Page excerpt:
Supreme Court unanimously smacks down attempt to redefine "one-person-one-vote"
Finally for now, we find that believe it or not, even if the court still had Skeletor on it, it still could do a good thing!
In a unanimous decision, on April 4 SCOTUS smacked down an attempt to rewrite the meaning of "one-person-one-vote" in a way that would have shifted state-level voting power away from generally more liberal people to generally more conservative ones.
The idea was hatched in the fetid brain of right-wing legal hack Edward Blum, who recruited a couple of stand-ins to put their names to a suit, which became named Evenwel v. Abbot, claiming that the way Texas drew up its state Senate redistricting map violated the equal protection clause of the 14th Amendment.
Currently and in line with decades of precedent, states can draw up district lines for state-level legislative offices in such a way that each district contains the same number of people (within a reasonable limit - a variation of about 10% is considered okay). All 50 states use this method.

(Named-object pointing records)
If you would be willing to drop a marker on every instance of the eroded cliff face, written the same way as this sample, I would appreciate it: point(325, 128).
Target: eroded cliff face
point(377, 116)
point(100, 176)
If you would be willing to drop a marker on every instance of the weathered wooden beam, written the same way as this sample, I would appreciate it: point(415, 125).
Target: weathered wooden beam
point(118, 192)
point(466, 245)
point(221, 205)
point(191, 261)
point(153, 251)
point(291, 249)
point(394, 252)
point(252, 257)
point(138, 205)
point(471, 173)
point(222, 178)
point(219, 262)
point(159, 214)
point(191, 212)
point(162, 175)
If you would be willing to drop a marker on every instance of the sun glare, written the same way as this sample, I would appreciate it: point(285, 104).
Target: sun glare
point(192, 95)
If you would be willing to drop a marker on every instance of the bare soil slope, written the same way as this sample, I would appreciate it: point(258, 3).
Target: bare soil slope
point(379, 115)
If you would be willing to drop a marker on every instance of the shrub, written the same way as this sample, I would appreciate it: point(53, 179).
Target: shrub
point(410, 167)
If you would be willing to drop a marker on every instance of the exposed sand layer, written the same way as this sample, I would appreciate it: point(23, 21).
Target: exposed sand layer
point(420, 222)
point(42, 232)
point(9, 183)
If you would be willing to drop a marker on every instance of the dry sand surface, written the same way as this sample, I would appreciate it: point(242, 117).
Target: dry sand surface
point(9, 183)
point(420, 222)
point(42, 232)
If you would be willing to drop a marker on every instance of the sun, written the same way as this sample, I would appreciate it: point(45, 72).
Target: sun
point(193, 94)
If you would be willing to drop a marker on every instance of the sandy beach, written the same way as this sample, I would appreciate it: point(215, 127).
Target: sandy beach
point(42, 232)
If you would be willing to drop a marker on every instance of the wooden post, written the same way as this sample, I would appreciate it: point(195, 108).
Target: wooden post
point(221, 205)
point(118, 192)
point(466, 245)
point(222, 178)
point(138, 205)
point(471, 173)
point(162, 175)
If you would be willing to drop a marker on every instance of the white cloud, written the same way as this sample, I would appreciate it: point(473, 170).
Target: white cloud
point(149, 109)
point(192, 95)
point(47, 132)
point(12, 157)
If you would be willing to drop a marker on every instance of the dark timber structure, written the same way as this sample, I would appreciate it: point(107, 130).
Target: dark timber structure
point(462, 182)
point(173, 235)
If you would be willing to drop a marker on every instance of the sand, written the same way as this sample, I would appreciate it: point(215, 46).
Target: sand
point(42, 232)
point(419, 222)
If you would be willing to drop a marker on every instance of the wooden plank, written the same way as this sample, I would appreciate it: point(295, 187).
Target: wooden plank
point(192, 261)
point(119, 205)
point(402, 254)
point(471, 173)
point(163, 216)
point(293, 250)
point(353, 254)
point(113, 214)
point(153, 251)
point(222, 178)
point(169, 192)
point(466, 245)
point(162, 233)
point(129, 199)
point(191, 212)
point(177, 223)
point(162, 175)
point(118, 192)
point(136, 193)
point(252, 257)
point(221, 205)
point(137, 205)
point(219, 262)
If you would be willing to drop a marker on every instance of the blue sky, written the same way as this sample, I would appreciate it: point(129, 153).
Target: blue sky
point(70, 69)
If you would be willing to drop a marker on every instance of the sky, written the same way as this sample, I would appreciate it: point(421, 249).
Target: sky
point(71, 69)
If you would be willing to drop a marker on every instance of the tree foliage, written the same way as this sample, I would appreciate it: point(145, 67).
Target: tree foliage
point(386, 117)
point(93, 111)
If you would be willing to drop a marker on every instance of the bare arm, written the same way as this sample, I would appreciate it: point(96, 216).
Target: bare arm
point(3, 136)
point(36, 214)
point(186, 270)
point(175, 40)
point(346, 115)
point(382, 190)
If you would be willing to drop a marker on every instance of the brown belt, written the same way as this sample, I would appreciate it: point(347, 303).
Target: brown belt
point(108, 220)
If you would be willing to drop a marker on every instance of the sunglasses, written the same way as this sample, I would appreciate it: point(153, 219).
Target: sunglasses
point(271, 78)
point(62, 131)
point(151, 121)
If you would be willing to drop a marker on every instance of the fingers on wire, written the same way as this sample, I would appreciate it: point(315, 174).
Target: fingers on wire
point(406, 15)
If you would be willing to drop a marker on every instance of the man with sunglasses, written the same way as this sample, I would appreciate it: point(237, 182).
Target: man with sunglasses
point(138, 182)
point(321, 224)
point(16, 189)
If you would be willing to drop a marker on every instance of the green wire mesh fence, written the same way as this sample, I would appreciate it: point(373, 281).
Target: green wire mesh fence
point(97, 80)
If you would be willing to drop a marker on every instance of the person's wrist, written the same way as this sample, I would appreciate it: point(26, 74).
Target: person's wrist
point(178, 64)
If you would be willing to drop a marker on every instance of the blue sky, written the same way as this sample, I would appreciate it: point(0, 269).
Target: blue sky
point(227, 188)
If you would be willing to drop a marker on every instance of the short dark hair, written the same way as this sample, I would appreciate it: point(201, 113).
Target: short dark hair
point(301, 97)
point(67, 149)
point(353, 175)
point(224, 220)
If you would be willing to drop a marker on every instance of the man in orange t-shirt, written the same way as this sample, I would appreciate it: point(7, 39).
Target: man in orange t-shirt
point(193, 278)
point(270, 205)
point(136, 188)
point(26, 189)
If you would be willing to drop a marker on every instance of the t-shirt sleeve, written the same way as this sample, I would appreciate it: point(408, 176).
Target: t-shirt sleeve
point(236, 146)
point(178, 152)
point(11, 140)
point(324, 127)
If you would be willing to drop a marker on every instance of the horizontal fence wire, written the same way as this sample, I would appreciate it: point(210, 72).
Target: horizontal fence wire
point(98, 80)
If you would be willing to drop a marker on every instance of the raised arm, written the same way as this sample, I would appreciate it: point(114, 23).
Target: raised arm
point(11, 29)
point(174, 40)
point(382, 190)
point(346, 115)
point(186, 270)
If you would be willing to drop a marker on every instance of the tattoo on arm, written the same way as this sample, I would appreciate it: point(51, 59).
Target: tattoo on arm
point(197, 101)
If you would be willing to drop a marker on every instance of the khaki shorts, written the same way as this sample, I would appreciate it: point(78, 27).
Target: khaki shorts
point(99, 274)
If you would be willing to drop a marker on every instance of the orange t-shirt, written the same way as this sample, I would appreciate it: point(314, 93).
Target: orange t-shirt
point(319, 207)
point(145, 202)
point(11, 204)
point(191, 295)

Task requirements:
A - List every number written in numerals in the post on the Supreme Court ruling, along with the words it appears with.
B - In the post on the Supreme Court ruling, reproduce the stretch from "Currently and in" through "use this method.".
The records play no role in this.

Answers per task:
A -
- April 4
- 14th Amendment
- about 10%
- All 50 states

B -
Currently and in line with decades of precedent, states can draw up district lines for state-level legislative offices in such a way that each district contains the same number of people (within a reasonable limit - a variation of about 10% is considered okay). All 50 states use this method.